SOURCE DATA Start Marker
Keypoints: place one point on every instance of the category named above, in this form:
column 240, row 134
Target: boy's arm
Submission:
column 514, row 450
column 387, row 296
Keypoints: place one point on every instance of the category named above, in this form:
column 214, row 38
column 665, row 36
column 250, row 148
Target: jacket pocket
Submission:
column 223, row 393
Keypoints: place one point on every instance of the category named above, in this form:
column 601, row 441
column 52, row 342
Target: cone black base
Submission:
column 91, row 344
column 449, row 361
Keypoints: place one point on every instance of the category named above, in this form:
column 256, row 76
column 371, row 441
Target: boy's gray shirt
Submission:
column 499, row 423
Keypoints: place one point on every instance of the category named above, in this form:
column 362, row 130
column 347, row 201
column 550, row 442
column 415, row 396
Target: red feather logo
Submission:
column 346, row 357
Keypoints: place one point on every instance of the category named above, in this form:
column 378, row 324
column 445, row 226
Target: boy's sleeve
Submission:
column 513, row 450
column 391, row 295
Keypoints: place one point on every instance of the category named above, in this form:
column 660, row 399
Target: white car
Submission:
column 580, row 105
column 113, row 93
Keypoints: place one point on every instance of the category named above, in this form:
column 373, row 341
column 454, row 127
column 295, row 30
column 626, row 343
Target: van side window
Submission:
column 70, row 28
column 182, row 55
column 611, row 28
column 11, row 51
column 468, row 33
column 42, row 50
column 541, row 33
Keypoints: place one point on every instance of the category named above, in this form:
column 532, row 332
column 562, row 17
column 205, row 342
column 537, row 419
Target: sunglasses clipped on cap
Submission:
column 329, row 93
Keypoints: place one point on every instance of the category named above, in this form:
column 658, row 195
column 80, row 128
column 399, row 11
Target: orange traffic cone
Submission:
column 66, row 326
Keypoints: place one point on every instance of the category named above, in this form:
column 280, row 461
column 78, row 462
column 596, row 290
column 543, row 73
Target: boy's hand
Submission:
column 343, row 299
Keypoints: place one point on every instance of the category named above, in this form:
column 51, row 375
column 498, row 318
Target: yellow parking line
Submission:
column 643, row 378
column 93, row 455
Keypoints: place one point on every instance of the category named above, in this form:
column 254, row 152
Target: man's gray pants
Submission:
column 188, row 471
SOURCE DATA End Marker
Filter the entries above and return only the lines holding "cone".

# RESPONSE BOX:
Target: cone black base
Target: orange traffic cone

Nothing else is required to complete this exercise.